* **How to complete this task**
List every activity that the passage below says the writer does not do.

* **Source passage**
:::::

Mostly we do grain hauls to various terminals.
The other day I made a mistake. I sent one of our trucks to a farm a couple of kilometres out of the way. The mistake was corrected easily, at no cost to either the driver or to our company, but my manager still finds it necessary to write me up and to put a note on my personnel file in his office.
This is really bugging me. I try so hard to please him, to keep the drivers on side and to cater to our customers. Sometimes all of this is hard.
The problem is that if I lose this job I have nothing. This is not the friendliest town in the world, it is very quiet, and most of the neighbours turn the other way when I am walking down the street. You would think after four years at least one or two of them might say hi to me.
I spend most of my time off in the city, visiting my parents and going to movies with my younger sister. I don’t go to church here. Walking into a strange sanctuary is not my idea of a good time. I don’t go out to the local yoga class. I am not fat but neither do I have the kind of body that most yoga enthusiasts would admire.
I don’t curl and I don’t quilt, at least in public.

:::::

* **Data extracts**
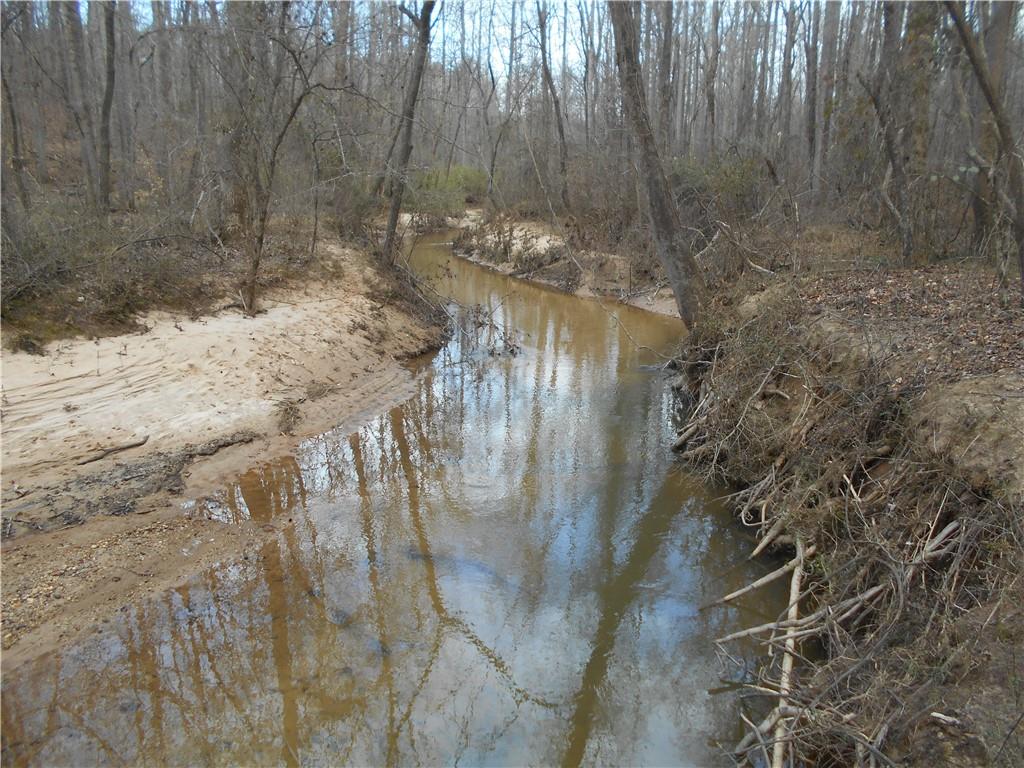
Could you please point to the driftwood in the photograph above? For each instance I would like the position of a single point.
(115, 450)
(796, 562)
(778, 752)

:::::

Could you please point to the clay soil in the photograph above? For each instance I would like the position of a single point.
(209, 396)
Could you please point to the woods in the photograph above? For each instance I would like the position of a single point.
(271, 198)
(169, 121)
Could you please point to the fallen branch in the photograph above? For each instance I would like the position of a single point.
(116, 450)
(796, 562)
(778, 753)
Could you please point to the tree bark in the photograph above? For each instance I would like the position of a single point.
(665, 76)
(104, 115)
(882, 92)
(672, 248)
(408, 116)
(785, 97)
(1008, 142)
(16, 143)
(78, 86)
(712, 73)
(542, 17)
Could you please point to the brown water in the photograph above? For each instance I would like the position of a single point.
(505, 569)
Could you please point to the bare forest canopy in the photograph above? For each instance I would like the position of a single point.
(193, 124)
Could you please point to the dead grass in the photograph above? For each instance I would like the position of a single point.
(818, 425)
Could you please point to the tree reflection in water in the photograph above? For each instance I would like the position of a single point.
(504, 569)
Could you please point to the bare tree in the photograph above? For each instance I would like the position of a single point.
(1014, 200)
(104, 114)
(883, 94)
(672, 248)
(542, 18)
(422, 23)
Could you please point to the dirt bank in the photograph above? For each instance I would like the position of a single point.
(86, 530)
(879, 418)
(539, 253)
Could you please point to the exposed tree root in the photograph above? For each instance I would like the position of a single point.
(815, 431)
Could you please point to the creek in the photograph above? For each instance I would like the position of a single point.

:::::

* **Task result**
- Go to church in town
- Go to the local yoga class
- Curl
- Quilt (at least in public)